Exercise:
An exact copy of all records is expected, minus the images.

Stored dataset items:
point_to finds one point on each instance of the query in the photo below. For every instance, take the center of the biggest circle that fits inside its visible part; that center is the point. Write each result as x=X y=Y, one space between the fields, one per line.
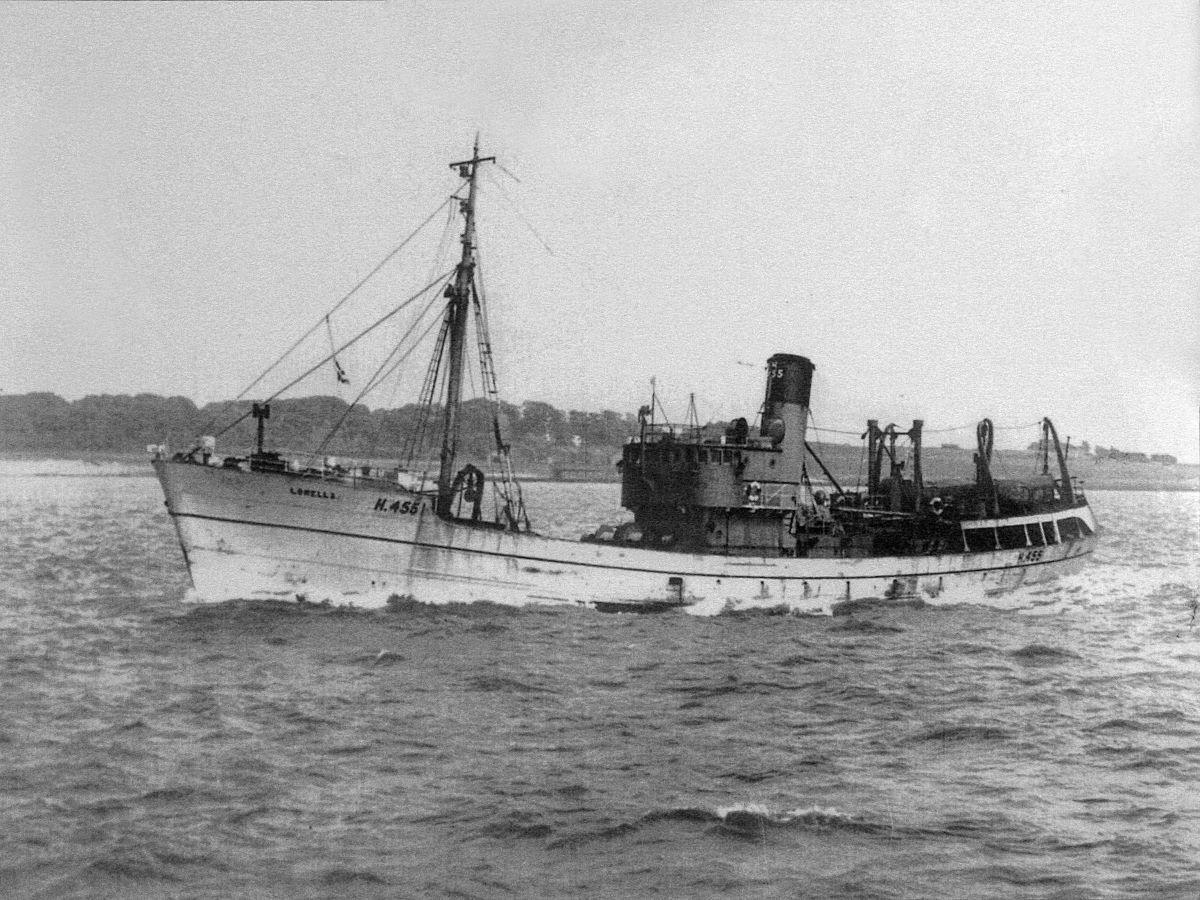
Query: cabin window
x=1073 y=527
x=981 y=540
x=1012 y=537
x=1035 y=532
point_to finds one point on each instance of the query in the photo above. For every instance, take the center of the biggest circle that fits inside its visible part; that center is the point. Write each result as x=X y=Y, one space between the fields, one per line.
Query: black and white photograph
x=555 y=449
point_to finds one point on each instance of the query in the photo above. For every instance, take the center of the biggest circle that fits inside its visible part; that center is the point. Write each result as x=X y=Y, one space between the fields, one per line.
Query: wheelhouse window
x=1073 y=527
x=1035 y=531
x=981 y=540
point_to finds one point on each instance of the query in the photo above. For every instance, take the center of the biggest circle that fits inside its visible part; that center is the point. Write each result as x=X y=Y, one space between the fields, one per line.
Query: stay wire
x=379 y=376
x=351 y=293
x=437 y=282
x=511 y=204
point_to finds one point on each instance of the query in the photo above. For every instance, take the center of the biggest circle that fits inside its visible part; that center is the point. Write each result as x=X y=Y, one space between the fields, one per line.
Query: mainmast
x=457 y=312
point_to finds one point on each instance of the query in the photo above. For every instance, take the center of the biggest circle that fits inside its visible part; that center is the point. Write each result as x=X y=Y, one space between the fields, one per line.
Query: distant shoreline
x=137 y=465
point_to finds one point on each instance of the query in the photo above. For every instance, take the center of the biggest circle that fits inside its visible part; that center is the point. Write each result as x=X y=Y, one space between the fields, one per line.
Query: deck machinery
x=744 y=493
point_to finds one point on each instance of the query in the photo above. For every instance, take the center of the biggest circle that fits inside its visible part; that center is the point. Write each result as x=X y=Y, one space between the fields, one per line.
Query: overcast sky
x=955 y=210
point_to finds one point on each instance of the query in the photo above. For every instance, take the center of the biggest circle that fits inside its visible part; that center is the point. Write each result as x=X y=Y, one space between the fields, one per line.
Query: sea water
x=155 y=749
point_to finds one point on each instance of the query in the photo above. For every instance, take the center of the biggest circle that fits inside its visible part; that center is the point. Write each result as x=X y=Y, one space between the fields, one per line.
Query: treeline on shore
x=48 y=424
x=545 y=439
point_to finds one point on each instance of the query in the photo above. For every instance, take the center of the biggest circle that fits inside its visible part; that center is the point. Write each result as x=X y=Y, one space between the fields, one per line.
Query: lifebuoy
x=471 y=481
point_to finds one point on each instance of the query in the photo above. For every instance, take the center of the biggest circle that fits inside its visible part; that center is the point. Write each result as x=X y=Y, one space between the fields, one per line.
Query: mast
x=457 y=312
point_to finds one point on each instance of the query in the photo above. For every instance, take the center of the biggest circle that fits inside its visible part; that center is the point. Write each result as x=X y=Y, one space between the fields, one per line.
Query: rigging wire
x=339 y=305
x=438 y=282
x=511 y=204
x=379 y=375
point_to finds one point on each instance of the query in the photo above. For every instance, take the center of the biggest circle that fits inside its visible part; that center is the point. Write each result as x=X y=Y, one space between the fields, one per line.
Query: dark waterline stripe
x=622 y=568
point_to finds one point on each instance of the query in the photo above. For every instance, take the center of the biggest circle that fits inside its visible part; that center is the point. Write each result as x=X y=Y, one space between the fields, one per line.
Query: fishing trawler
x=720 y=520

Result:
point_to finds one point on each instance of the query in the photo below. For every instance, take the center of the biggest circle that fits inside its visible part; that center is the point. Write each result as x=X y=Y, one space between the fields, one per line.
Query: cabin window
x=1073 y=527
x=981 y=540
x=1012 y=537
x=1035 y=532
point_to finds one point on each instance of the query in the photo above. For every instance, take the center of the biggest circle that fits inside its visible part; that center is the point. Write each result as x=X y=Y, one space between the fields, one per line.
Query: black and white photograph
x=555 y=449
point_to finds one point on each instance of the query in the photo above. For every instance, take the center of the biggest circle that fits inside its visible part; that center is the point. Write each result as x=X y=Y, one space between the fields, one per line.
Query: wheelhouse window
x=1073 y=527
x=1035 y=531
x=981 y=540
point_to finds one point on each instance of the query in the photo above. For every instance, take the center of the biggest circle that fits inside its visible part; that center is the point. Write each result as x=X y=Y, one space between the fields, one per line.
Query: stay wire
x=379 y=376
x=351 y=293
x=437 y=282
x=511 y=204
point_to finds one point on each instance of the query in the photo above. For every instance, take the center of the biggest circle that fits inside its visible part; that center is the point. Write each result as x=X y=Y, one space between the fields, one per line.
Query: mainmast
x=457 y=312
point_to finds one point on each instance of the query in the photo above. For every instance, take the center of the biggest circle that fits inside its visible part; that center is the point. Write each result as x=X y=Y, one space between the fields, one per line.
Query: distant shoreline
x=137 y=465
point_to finds one point on each instance of the query in the photo above. For every instance, take the center of the biggest circle that fits inside its visible part; that center is the point. Write each result as x=X y=Y, one space between the fields, one per line.
Query: deck machinery
x=744 y=493
point_to finds one point on each instance of the query in the photo above. For every instance, take the center of the biggest circle that fits inside its visible part; that center is the point. Write each result as x=X y=Y, one space between the fields, one per line.
Query: overcast sky
x=955 y=210
point_to finds one point on each instance of the query in the photo above. For every instance, take the center of the biggest circle that fits inside its visible part; that center is the point. Write each result as x=X y=Y, one space between the fields, one per line.
Query: sea water
x=155 y=749
point_to finds one point on each instance of the query in the photo above. For every instance, take the center of the biggest circle that fits inside its visible part; that center is the point. Write each result as x=X y=Y, one space between the fields, one per line.
Query: treeline on shore
x=48 y=424
x=545 y=439
point_to finds one point on each instance of the query in the photo above. For every instance, take the center of the biggest circle that fits inside its visible part; that center is the point. Write each result as x=X y=Y, one space between the fields, one per line.
Query: lifebuoy
x=471 y=481
point_to finds one point on each instance of the query in the photo above. For every instance, take the center of the biggest circle that fits inside its visible part; that center is the point. Write each result as x=X y=Y, one space between the fields, one per line.
Query: mast
x=457 y=312
point_to finds one point on each instance of the query in the photo above. For every instance, take the center of the biggest circle that fits inside its visible part; that center is the point. Write each result as x=X y=Y, one space between the fields, one per line.
Query: rigging wire
x=339 y=305
x=438 y=282
x=511 y=204
x=379 y=375
point_to finds one point on each instance of the query in the photo above. For every instance, take the center of the biggest circle that fits inside its visible part; that center is the point. Write each result as x=X y=Y, one space between the fields, one per line.
Query: dark waterline stripe
x=622 y=568
point_to finds one point on each instance of the query in the photo above. For every instance, take the center of the biggest circle that fits inside its visible part; that center is the point. Write each result as x=X y=Y, one space between the fields, one per line.
Query: fishing trawler
x=720 y=520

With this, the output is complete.